[Records from a point annotation dataset]

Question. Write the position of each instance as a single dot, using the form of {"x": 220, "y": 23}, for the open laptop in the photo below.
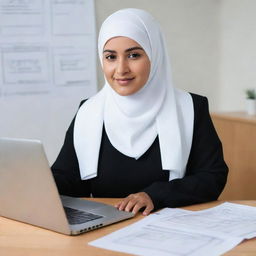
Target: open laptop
{"x": 28, "y": 193}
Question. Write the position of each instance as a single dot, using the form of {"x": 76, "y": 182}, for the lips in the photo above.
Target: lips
{"x": 124, "y": 81}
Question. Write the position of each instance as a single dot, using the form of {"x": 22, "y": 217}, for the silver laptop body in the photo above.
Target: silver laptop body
{"x": 28, "y": 193}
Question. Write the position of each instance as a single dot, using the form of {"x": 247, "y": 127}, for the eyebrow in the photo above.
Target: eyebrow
{"x": 127, "y": 50}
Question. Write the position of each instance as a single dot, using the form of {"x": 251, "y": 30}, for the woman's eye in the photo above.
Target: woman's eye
{"x": 110, "y": 57}
{"x": 134, "y": 55}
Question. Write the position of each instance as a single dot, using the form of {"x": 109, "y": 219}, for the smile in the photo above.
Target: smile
{"x": 124, "y": 81}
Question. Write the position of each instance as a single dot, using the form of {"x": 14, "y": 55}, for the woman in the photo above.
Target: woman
{"x": 139, "y": 138}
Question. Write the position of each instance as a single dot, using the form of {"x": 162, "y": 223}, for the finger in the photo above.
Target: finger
{"x": 129, "y": 207}
{"x": 123, "y": 204}
{"x": 148, "y": 209}
{"x": 117, "y": 204}
{"x": 136, "y": 208}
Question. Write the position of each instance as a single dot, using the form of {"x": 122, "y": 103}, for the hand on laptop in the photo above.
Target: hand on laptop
{"x": 134, "y": 202}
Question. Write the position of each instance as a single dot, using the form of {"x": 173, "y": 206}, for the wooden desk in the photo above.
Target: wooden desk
{"x": 18, "y": 239}
{"x": 237, "y": 132}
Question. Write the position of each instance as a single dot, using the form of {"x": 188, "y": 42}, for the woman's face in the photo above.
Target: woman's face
{"x": 126, "y": 65}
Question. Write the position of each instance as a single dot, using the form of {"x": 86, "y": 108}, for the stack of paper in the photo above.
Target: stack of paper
{"x": 180, "y": 232}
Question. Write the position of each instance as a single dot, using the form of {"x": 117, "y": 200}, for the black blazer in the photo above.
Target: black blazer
{"x": 119, "y": 175}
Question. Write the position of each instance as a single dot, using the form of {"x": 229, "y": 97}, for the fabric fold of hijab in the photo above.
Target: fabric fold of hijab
{"x": 133, "y": 122}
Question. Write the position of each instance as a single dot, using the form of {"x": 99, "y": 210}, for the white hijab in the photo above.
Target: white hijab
{"x": 133, "y": 122}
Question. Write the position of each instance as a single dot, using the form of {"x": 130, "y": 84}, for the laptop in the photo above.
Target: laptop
{"x": 28, "y": 193}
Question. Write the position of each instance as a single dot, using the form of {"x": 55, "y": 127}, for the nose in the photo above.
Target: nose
{"x": 122, "y": 66}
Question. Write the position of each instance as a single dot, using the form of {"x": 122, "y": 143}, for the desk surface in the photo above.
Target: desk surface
{"x": 19, "y": 239}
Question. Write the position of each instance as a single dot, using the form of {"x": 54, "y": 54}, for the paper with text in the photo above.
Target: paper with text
{"x": 176, "y": 232}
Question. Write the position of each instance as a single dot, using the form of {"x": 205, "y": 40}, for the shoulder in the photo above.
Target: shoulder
{"x": 200, "y": 103}
{"x": 82, "y": 102}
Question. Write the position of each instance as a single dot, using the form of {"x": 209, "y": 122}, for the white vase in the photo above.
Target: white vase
{"x": 251, "y": 107}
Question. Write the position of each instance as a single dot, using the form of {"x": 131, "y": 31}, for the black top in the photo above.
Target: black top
{"x": 120, "y": 175}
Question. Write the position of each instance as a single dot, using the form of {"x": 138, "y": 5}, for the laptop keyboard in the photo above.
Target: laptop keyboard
{"x": 75, "y": 216}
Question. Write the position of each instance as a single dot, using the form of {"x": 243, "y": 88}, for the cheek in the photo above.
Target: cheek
{"x": 107, "y": 70}
{"x": 145, "y": 71}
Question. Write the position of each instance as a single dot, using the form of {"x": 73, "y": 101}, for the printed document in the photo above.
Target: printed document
{"x": 177, "y": 232}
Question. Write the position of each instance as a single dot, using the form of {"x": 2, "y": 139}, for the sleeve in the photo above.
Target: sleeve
{"x": 206, "y": 171}
{"x": 66, "y": 169}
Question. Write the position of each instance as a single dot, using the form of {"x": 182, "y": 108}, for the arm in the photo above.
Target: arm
{"x": 66, "y": 169}
{"x": 206, "y": 171}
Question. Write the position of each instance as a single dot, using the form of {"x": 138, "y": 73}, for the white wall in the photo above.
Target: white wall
{"x": 238, "y": 53}
{"x": 192, "y": 31}
{"x": 212, "y": 50}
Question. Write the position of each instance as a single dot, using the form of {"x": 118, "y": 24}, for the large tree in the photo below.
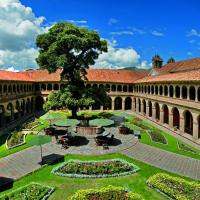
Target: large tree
{"x": 72, "y": 49}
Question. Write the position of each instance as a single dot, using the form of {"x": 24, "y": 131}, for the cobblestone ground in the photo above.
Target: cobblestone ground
{"x": 22, "y": 163}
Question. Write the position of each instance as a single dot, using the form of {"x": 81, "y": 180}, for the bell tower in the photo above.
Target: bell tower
{"x": 157, "y": 61}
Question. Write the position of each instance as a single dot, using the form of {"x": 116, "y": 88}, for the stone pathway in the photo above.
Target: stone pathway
{"x": 165, "y": 160}
{"x": 24, "y": 162}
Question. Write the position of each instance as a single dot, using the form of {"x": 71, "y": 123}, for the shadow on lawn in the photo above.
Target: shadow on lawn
{"x": 52, "y": 159}
{"x": 5, "y": 183}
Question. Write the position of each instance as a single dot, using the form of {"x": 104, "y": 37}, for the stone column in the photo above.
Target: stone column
{"x": 195, "y": 126}
{"x": 153, "y": 111}
{"x": 137, "y": 106}
{"x": 161, "y": 116}
{"x": 170, "y": 120}
{"x": 181, "y": 93}
{"x": 113, "y": 103}
{"x": 196, "y": 93}
{"x": 123, "y": 103}
{"x": 147, "y": 110}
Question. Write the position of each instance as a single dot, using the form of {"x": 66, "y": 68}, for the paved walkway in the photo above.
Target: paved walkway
{"x": 165, "y": 160}
{"x": 166, "y": 129}
{"x": 22, "y": 163}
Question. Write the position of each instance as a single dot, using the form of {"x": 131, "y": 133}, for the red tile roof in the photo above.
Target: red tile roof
{"x": 193, "y": 75}
{"x": 95, "y": 75}
{"x": 185, "y": 65}
{"x": 14, "y": 76}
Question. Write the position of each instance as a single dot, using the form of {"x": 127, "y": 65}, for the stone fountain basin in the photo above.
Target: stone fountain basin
{"x": 88, "y": 130}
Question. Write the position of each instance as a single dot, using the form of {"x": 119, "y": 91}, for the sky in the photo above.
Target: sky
{"x": 135, "y": 29}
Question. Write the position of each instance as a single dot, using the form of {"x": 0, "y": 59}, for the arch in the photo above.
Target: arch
{"x": 28, "y": 106}
{"x": 144, "y": 106}
{"x": 198, "y": 94}
{"x": 43, "y": 87}
{"x": 176, "y": 118}
{"x": 39, "y": 102}
{"x": 149, "y": 90}
{"x": 5, "y": 89}
{"x": 119, "y": 88}
{"x": 156, "y": 90}
{"x": 125, "y": 89}
{"x": 171, "y": 91}
{"x": 177, "y": 91}
{"x": 165, "y": 90}
{"x": 113, "y": 88}
{"x": 108, "y": 105}
{"x": 130, "y": 88}
{"x": 198, "y": 121}
{"x": 2, "y": 117}
{"x": 101, "y": 86}
{"x": 128, "y": 103}
{"x": 139, "y": 105}
{"x": 184, "y": 92}
{"x": 192, "y": 93}
{"x": 9, "y": 113}
{"x": 118, "y": 103}
{"x": 107, "y": 87}
{"x": 150, "y": 108}
{"x": 152, "y": 89}
{"x": 49, "y": 87}
{"x": 9, "y": 89}
{"x": 157, "y": 107}
{"x": 56, "y": 87}
{"x": 188, "y": 122}
{"x": 161, "y": 90}
{"x": 165, "y": 114}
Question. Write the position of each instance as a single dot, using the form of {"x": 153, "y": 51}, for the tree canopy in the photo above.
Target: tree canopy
{"x": 71, "y": 49}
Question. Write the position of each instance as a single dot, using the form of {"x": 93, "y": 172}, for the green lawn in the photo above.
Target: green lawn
{"x": 68, "y": 186}
{"x": 172, "y": 141}
{"x": 30, "y": 141}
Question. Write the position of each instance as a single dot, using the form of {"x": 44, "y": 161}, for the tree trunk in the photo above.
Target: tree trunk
{"x": 74, "y": 113}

**Aim**
Copy out the lines above verbatim, from the line containing "canopy in the photo above." through the end of the records.

**Result**
Question. Write the position of each instance as a single dot, using the form of {"x": 153, "y": 51}, for the tree canopy in the photo above.
Target: tree canopy
{"x": 71, "y": 49}
Question. Write the position of each instance as a single dot, using the form of {"x": 93, "y": 172}, for the green lawn in the photo above.
Target: green lawn
{"x": 68, "y": 186}
{"x": 172, "y": 141}
{"x": 30, "y": 141}
Question. Write the position of each instance as a single dot, using the form of {"x": 44, "y": 161}, for the tree trunk in the photo above.
Target: tree trunk
{"x": 74, "y": 113}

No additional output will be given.